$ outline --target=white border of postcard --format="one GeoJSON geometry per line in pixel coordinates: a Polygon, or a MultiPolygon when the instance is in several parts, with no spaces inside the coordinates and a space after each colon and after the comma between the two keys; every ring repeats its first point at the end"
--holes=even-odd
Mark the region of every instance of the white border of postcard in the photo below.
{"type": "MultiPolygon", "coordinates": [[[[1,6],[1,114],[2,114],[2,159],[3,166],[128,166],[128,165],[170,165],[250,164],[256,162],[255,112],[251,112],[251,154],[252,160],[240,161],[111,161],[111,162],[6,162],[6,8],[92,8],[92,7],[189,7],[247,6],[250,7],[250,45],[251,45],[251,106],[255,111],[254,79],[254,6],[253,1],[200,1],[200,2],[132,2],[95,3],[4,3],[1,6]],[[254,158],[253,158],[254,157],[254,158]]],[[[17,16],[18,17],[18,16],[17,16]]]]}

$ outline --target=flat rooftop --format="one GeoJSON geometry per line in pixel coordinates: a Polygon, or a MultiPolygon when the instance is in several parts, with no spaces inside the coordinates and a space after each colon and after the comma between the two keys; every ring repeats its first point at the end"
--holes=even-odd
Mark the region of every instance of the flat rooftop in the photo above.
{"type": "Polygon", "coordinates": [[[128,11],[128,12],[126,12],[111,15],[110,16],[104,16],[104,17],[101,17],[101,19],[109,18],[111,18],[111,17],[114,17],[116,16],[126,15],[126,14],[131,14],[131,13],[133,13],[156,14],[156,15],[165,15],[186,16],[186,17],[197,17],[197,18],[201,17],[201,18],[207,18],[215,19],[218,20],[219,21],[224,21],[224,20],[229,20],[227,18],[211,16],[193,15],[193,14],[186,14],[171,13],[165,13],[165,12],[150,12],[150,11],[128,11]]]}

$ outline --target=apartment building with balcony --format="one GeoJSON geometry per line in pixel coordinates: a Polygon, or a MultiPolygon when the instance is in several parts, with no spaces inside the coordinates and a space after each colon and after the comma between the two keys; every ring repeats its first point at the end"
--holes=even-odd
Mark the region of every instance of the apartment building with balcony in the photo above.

EXERCISE TASK.
Convert every line of the items above into a JSON list of strings, one string per line, with blank lines left out.

SOLUTION.
[
  "$ outline --target=white border of postcard --format=\"one GeoJSON geometry per line in pixel coordinates: a Polygon, or a MultiPolygon when the instance is in several parts, with no spaces inside the coordinates and a space after each colon and after the comma between the two keys; every ring repeats its first point at the end\"",
  "--holes=even-odd",
  "Mark the region of every instance of the white border of postcard in the photo below.",
  "{\"type\": \"MultiPolygon\", \"coordinates\": [[[[1,6],[1,114],[2,114],[2,159],[3,166],[128,166],[128,165],[170,165],[250,164],[256,162],[255,112],[251,112],[251,154],[252,160],[240,161],[111,161],[111,162],[6,162],[6,8],[92,8],[92,7],[189,7],[247,6],[250,7],[250,45],[251,45],[251,106],[255,111],[254,79],[254,6],[253,1],[200,1],[200,2],[132,2],[95,3],[4,3],[1,6]],[[254,158],[253,158],[254,157],[254,158]]],[[[17,16],[18,17],[18,16],[17,16]]]]}",
  "$ outline --target=flat rooftop --format=\"one GeoJSON geometry per line in pixel coordinates: a Polygon, or a MultiPolygon when the instance is in several parts, with no spaces inside the coordinates and a space after each colon and after the comma between the two keys; every ring repeats its first point at the end\"",
  "--holes=even-odd",
  "Mark the region of every instance of the flat rooftop in the photo above.",
  "{\"type\": \"Polygon\", \"coordinates\": [[[128,11],[128,12],[126,12],[111,15],[110,16],[104,16],[104,17],[101,17],[101,19],[109,18],[111,18],[111,17],[114,17],[116,16],[126,15],[126,14],[131,14],[131,13],[133,13],[156,14],[156,15],[165,15],[186,16],[186,17],[197,17],[197,18],[201,17],[201,18],[207,18],[215,19],[218,20],[219,21],[224,21],[224,20],[229,20],[227,18],[211,16],[193,15],[193,14],[186,14],[171,13],[165,13],[165,12],[150,12],[150,11],[128,11]]]}",
  "$ outline --target=apartment building with balcony --format=\"one GeoJSON geometry per line in pixel coordinates: a Polygon, or a MultiPolygon when the instance is in several parts, with no spaces inside the coordinates and a space after each colon and after the comma between the two keys; every ring repeats its first point at the end\"",
  "--holes=even-odd",
  "Mark the region of every instance of the apartment building with balcony in the photo above."
]